Look through the data for the string "form". Copy every line where it is found.

----

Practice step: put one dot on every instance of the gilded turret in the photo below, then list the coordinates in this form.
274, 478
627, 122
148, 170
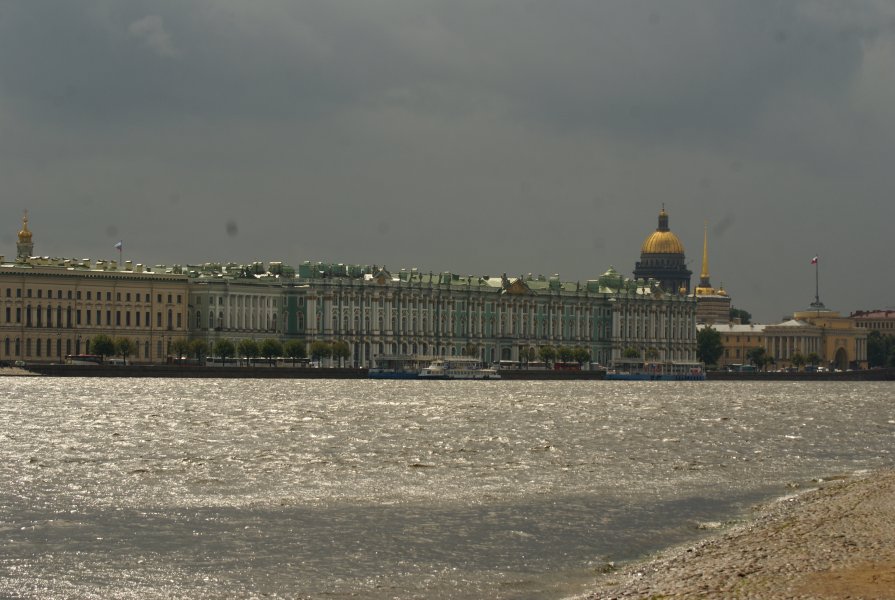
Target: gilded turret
25, 247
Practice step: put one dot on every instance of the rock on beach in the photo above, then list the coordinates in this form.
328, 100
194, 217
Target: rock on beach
835, 541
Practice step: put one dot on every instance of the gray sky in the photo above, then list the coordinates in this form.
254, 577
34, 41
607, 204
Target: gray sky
472, 136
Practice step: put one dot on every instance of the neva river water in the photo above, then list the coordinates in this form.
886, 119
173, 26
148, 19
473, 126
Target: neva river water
164, 488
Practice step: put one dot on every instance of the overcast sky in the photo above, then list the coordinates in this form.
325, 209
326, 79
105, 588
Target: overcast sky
473, 136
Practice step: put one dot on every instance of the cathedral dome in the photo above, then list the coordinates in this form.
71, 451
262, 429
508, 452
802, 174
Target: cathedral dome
662, 241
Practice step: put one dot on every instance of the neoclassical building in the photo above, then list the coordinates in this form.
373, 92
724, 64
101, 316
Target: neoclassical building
409, 312
54, 307
662, 258
50, 307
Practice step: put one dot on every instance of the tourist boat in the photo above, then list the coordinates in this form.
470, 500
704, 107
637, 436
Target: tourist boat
638, 370
400, 366
458, 368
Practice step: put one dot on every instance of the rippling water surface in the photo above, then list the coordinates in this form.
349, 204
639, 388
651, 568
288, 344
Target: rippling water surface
163, 488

----

## Output for this task
Practice step: put one dot on every instance of the gilded turret in the photo below, then list the coordinates in this form.
Practice step: put one dot on every instance of the rock on beach in the photo above, then list the coordinates in this form.
Practice step: put one dot on every instance of the gray sky in the photo above, then list the coordinates in this form.
Practice step: put one dot on every instance of the neva river water in the photo above, then list the coordinates in this form.
Practice step: put one dot on every instance of the overcast sky in the photo above, then list the coordinates in this form.
Practice step: put one dot on every instance of the cathedral dome in the photo above, then list the coordinates in this form.
Practice step: put one dot on every instance of the neoclassical building in the photo above, then list the coordinates in this form.
Practice step: put one dot on every instance of the tourist boat in the photo above, then list the coordinates in this form.
Practice step: put one dot on every instance of the rippling water surface in the photo above, then list the coordinates in this form.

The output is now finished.